[start INFORMATION SHOWN]

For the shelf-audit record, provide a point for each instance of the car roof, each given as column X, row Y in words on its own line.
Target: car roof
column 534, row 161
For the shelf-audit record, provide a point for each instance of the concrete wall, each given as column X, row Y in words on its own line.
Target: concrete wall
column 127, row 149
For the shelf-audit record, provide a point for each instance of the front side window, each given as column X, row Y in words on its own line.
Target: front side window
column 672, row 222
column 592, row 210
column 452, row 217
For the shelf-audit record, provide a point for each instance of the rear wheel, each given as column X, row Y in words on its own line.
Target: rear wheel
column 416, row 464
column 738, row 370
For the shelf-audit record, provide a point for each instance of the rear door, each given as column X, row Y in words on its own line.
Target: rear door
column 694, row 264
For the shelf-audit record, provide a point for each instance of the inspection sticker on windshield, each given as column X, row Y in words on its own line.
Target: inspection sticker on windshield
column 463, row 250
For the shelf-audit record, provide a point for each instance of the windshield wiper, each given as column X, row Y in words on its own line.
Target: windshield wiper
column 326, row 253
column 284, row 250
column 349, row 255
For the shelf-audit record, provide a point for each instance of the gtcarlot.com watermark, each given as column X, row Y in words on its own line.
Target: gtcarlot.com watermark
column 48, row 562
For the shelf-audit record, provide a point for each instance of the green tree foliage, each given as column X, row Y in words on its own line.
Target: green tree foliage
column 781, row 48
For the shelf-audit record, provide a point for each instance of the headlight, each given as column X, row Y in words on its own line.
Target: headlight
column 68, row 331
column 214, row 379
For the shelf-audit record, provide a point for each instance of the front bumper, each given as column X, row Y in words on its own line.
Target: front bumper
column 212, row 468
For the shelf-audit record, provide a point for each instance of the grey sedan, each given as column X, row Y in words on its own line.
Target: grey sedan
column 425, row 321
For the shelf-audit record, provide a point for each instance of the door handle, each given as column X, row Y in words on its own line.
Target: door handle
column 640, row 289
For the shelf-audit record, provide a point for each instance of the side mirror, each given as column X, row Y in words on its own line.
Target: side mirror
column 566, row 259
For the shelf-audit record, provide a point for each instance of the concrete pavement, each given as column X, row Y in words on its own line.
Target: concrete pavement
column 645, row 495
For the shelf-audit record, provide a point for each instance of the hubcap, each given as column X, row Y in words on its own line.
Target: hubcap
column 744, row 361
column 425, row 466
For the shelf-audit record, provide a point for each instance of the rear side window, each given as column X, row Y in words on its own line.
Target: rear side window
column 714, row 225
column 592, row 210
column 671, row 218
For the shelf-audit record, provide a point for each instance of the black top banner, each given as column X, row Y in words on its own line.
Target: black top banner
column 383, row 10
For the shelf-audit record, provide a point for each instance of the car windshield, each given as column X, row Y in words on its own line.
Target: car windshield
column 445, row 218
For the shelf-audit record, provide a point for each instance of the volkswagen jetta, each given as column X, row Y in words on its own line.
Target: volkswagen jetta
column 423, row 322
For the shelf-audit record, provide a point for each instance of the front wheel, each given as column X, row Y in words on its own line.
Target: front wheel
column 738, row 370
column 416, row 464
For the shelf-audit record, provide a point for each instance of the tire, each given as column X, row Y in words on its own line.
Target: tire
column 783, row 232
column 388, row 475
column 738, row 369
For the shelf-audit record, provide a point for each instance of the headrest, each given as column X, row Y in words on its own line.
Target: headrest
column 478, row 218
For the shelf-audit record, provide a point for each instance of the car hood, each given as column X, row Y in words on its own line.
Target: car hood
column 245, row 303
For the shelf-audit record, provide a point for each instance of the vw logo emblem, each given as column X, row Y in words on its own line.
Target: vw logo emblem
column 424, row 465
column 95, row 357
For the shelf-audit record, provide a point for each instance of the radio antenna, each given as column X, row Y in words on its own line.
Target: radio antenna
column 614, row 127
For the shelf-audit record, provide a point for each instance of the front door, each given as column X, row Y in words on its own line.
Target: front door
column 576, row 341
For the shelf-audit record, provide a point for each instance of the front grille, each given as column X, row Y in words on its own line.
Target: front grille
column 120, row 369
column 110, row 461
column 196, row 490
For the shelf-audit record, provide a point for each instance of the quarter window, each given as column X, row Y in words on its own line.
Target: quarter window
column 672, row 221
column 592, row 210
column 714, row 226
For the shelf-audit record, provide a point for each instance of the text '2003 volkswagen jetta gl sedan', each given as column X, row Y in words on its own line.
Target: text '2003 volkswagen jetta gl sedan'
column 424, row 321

[end INFORMATION SHOWN]
[start INFORMATION SHOWN]

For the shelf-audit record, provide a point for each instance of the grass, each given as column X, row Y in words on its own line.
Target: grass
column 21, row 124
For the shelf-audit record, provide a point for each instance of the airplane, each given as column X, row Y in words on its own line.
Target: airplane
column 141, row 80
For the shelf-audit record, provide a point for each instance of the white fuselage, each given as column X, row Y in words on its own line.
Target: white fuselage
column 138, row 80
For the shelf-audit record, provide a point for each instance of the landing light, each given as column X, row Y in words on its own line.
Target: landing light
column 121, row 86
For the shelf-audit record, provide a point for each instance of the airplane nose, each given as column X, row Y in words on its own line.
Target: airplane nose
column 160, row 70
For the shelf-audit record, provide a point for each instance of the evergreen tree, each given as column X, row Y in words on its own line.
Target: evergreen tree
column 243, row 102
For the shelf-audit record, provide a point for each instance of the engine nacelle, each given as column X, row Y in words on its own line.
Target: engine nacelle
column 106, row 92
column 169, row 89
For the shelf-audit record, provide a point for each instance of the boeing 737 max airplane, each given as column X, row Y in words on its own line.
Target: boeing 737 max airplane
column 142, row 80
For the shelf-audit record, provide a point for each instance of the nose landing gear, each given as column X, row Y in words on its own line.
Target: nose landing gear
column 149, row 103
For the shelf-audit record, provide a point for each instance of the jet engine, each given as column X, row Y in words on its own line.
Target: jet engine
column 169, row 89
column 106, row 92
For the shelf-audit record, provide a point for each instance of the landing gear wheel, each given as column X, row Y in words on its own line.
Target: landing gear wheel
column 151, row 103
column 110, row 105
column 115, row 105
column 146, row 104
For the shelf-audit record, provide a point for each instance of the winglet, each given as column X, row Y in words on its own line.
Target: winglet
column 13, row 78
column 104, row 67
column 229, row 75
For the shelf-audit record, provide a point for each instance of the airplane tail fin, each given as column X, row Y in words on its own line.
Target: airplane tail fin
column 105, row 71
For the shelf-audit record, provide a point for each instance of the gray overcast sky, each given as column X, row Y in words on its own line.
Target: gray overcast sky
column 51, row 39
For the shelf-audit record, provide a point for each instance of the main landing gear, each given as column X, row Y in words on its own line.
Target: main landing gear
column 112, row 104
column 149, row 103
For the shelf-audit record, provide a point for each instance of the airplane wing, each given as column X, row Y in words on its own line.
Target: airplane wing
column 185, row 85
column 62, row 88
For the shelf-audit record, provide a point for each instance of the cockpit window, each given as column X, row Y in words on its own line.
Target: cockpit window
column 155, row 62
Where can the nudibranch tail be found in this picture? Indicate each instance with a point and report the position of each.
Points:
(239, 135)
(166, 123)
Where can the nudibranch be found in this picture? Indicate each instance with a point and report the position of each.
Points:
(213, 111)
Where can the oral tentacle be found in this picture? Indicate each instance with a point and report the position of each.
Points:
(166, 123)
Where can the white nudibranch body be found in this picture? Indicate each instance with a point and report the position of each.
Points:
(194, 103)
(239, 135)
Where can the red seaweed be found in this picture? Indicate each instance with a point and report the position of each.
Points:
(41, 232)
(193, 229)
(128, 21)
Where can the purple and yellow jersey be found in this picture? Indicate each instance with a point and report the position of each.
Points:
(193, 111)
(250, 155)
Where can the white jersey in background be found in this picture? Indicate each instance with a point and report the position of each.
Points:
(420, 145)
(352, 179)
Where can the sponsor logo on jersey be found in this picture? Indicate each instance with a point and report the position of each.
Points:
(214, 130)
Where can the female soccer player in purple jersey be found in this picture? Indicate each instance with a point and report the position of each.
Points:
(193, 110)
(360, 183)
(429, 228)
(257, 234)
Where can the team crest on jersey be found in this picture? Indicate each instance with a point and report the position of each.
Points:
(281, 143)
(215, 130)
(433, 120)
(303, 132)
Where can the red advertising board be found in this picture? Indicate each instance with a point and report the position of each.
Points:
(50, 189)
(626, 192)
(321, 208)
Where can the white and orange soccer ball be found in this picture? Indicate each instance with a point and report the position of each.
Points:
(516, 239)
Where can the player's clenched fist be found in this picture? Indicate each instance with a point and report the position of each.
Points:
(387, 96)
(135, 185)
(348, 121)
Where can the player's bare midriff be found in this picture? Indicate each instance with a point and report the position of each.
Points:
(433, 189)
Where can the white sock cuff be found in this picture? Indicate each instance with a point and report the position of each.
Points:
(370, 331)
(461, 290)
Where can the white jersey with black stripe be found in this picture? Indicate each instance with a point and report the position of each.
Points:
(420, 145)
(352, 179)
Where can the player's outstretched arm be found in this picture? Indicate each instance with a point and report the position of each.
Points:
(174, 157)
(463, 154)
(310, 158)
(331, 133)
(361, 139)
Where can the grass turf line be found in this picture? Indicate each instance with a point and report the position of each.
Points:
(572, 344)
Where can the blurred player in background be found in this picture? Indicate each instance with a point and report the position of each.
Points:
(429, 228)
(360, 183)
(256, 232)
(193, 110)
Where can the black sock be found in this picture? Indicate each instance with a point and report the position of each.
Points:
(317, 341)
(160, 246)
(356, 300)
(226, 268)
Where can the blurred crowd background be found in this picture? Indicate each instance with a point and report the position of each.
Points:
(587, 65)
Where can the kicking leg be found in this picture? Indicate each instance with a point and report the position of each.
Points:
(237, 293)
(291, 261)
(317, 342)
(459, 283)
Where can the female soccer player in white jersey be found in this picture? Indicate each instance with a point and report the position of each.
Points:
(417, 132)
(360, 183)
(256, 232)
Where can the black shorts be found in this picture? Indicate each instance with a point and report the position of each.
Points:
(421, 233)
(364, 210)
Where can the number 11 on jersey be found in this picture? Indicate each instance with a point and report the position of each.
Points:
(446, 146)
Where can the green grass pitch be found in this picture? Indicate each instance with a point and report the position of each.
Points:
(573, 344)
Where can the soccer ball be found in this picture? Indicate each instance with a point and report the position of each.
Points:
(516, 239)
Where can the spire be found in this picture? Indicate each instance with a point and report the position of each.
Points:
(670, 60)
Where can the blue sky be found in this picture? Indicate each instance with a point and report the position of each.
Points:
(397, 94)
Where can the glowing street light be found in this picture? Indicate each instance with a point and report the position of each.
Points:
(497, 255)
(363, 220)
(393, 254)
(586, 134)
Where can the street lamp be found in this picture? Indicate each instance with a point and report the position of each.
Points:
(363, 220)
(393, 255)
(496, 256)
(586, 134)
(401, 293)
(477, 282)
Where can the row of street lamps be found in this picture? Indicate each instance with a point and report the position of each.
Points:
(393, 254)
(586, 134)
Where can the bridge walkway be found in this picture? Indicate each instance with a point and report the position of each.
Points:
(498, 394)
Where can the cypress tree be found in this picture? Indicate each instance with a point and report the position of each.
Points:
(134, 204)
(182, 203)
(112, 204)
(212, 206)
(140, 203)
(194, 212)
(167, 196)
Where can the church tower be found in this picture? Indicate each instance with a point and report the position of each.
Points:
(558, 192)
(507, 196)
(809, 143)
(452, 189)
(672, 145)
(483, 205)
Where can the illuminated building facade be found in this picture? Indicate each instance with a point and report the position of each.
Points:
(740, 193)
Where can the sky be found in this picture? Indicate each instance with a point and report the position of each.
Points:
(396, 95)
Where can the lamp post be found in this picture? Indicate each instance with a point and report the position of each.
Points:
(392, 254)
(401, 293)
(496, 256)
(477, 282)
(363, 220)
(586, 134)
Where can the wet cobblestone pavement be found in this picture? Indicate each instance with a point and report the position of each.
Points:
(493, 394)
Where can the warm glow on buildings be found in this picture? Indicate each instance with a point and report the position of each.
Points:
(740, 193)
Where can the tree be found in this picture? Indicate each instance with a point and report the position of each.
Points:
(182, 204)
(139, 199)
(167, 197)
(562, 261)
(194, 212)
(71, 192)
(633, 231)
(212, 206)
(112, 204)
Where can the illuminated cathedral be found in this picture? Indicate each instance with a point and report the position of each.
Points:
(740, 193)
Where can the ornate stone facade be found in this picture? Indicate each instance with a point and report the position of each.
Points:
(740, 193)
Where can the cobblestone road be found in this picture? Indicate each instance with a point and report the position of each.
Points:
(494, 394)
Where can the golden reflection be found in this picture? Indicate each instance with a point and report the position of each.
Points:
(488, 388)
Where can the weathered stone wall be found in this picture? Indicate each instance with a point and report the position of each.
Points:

[end INFORMATION SHOWN]
[start INFORMATION SHOWN]

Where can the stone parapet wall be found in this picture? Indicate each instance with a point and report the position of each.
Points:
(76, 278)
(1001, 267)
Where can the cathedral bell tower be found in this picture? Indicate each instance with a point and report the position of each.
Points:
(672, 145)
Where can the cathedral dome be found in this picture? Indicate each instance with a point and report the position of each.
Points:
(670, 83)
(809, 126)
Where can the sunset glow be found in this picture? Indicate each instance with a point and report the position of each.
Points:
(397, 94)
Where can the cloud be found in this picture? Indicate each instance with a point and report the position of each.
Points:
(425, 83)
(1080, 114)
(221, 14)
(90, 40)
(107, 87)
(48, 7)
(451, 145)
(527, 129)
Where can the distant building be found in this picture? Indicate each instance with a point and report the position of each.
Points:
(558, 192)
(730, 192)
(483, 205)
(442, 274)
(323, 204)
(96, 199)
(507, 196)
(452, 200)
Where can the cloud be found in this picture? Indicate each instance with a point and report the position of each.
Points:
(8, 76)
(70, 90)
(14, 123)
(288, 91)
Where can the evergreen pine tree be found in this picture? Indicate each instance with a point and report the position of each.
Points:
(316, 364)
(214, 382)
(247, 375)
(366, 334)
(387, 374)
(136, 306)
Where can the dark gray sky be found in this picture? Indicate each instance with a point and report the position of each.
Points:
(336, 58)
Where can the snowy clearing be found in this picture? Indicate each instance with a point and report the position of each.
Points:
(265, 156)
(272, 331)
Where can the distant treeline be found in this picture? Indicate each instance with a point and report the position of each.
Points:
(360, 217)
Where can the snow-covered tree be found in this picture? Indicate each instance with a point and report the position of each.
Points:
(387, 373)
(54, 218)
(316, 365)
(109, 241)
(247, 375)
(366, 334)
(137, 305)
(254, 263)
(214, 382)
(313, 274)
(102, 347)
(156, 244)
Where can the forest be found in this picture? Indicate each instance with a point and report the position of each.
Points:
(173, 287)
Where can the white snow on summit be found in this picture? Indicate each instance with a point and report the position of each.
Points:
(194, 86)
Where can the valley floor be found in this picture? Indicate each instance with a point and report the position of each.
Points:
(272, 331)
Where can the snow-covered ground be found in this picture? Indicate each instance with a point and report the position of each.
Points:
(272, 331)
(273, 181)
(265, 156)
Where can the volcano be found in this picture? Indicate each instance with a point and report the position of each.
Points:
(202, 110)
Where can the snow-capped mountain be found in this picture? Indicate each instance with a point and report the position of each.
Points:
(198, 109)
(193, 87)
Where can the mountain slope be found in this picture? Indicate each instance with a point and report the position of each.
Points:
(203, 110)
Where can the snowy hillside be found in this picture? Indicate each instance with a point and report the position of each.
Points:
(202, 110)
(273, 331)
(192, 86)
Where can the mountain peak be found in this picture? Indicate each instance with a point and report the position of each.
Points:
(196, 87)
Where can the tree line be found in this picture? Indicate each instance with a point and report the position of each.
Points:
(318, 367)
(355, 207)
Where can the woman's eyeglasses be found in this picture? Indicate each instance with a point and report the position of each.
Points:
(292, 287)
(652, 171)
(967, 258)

[end INFORMATION SHOWN]

» REQUIRED WORK
Print the lines above without any change, starting with the line that contains "the headrest, each" and ending with the line that contains "column 614, row 127", with both of those lines included.

» TASK RESPONSE
For the shelf-audit record, provide a point for each instance of the headrest, each given as column X, row Y in words on its own line.
Target: headrest
column 478, row 218
For the shelf-audit record, provide a point for each instance of the car hood, each given as column X, row Y in words on its own line.
Target: car hood
column 245, row 303
For the shelf-audit record, provide a point for each instance of the vw logo emblem, each given as column X, row Y in words on its own line.
Target: vw logo emblem
column 424, row 465
column 95, row 357
For the shelf-audit record, provide a point for each instance of the radio antenna, each given as column X, row Y in words on its own line.
Target: radio antenna
column 614, row 127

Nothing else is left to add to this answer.